▶ [Task instructions]:
Please explain in one to three sentences why, according to the blog post on genome assembler benchmarking, each assembler is packaged as a Docker image.

Bioinformatics Zen

A blog about bioinformatics and mindfulness by Michael Barton

Continuous, reproducible genome assembler benchmarking

New bioinformatics software is always being produced and published. The stream of new developments makes it difficult to keep track of the available software for common bioinformatics tasks. An example of this is the domain of genome assembly where there is already a large amount of existing software.

If you are researching which bioinformatics software to use, it can be difficult to understand how effective each piece of software will be. For example given a new genomer assembler publication, how can you know how well it will assemble your data? A publication may include benchmarks however these may not be applicable to all types of data, or may include authorship bias in the way the results are presented.

Even if you know which is the best genome assembler for your data, another question is how easy is it to install? Does the software require complex dependencies such as language libraries or other third-party software? How easy is to debug the software if it fails, does it give cryptic error messages? The poor usability experience of many bioinformatics software can lead to scientists using the software that their colleagues knows how to use, rather than what may be the state of the art.

A registry of assemblers

There is precedent for solving the problem of objective benchmarks for genome assemblers. These are the Assemblathon and GAGE:

I believe that these objective evaluations are critical for the bioinformatics community. The development of performance benchmarks, not just for genome assembly but for all common tasks, helps researchers determine which software they should be using in their research. I believe that this can be taken a step further to solve the problems I described above. For instance using genome assembly again as an example:

I created nucleotides - a registry of genome assemblers and benchmarks with the end of satisfying these goals. This website provides, a currently short, list of genome assemblers. Each of these assemblers is shown alongside benchmarks resulting from assembly a test set of reads and then comparing back with the reference genome. Finally each assembler is packaged within a Docker image so that each assembler can be downloaded from Docker.io.

Reproducible genome assembly benchmarks using Docker

An important part of this is that all assemblers are constructed as Docker images. If you are unfamiliar with Docker, an image is analogous to a list of instructions or blueprint that specifies how an assembler should be installed and used. If a system has Docker installed, this blueprint (called a Dockerfile) can be used to install everything required to get an assembler running. This thereby simplifies installation for an assembler, each assembler can also be installed with the docker pull command.

If assemblers are packaged up as Docker images using a common API, then running benchmarks against a variety of reference data is much simpler. Each assembler can be cloned from the repository and run against test data. The assembled contigs are then compared against the reference genome for accuracy using quast. These benchmarks are the homepage of nucleotid.es. Eventually, by running against a variety of test datasets, this site will provide a way to see which assembler performs best for different kinds of data.

[Stored data entries]
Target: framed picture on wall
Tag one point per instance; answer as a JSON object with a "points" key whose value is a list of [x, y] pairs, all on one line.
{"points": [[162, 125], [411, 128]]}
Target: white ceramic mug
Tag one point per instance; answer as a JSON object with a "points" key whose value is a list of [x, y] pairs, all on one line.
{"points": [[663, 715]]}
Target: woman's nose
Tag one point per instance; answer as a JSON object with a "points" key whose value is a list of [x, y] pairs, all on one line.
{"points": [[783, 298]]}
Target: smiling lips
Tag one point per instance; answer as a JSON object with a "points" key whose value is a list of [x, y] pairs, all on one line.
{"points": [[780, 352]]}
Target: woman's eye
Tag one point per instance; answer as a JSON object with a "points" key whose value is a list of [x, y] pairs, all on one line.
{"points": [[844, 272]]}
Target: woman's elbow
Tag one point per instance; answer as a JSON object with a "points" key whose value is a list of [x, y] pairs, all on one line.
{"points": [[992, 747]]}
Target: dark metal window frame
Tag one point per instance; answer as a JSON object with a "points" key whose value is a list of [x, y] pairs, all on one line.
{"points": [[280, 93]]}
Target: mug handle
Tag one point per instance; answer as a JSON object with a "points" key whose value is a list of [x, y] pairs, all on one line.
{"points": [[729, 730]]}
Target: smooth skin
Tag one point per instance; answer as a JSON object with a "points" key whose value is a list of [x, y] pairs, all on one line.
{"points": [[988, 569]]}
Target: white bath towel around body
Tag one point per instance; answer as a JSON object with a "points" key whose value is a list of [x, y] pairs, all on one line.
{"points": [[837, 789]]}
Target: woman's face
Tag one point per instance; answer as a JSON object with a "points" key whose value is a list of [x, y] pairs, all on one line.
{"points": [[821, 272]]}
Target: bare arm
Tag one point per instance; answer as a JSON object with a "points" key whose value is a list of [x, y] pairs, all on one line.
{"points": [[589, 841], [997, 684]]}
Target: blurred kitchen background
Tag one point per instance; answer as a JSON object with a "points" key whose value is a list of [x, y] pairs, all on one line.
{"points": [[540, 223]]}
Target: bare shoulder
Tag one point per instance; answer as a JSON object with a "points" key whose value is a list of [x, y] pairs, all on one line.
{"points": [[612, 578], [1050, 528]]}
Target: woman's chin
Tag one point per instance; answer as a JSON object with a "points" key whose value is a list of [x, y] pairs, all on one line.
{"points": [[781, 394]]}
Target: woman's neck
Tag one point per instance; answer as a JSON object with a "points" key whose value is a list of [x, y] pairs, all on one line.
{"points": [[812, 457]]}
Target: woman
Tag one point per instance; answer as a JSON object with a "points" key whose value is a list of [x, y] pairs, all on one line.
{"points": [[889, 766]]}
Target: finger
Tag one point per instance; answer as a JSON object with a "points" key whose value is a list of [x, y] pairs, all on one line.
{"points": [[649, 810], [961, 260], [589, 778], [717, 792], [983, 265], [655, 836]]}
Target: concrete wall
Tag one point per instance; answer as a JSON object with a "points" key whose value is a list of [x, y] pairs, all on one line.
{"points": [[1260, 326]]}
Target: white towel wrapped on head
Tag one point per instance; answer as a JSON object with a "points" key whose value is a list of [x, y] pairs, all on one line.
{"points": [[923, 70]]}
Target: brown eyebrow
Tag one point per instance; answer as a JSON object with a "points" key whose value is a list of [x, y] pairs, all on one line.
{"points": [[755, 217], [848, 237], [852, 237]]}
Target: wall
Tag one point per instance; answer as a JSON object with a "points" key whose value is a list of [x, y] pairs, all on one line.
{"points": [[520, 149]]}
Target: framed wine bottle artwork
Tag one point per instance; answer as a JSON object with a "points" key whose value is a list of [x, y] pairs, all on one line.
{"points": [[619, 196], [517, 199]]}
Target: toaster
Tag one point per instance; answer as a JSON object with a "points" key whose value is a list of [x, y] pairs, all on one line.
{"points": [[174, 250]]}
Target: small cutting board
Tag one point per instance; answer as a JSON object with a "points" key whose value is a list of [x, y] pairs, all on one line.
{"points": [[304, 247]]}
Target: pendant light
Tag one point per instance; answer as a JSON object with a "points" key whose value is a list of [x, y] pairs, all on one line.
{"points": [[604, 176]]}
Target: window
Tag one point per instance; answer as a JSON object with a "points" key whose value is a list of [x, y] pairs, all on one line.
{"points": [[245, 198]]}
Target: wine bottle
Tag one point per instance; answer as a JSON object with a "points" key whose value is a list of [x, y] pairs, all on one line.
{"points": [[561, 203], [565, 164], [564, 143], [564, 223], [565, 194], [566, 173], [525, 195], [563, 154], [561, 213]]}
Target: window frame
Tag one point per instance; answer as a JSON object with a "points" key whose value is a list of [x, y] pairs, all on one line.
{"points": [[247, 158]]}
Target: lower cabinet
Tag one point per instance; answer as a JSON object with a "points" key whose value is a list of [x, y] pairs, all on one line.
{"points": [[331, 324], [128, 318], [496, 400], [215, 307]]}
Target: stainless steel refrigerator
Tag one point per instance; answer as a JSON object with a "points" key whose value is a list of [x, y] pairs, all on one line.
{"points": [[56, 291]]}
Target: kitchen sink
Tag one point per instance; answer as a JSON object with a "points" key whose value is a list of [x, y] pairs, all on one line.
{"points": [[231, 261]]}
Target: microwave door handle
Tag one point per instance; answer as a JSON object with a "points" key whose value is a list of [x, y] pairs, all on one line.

▶ [Expected output]:
A Docker image acts like a blueprint, the Dockerfile, that specifies how an assembler should be installed and used. Any system with Docker can therefore install everything the assembler needs to run, or fetch it with the docker pull command, which simplifies installation. When all assemblers are packaged this way with a common API, each one can be cloned from the repository and run against test data, which makes benchmarking against a variety of reference data much simpler.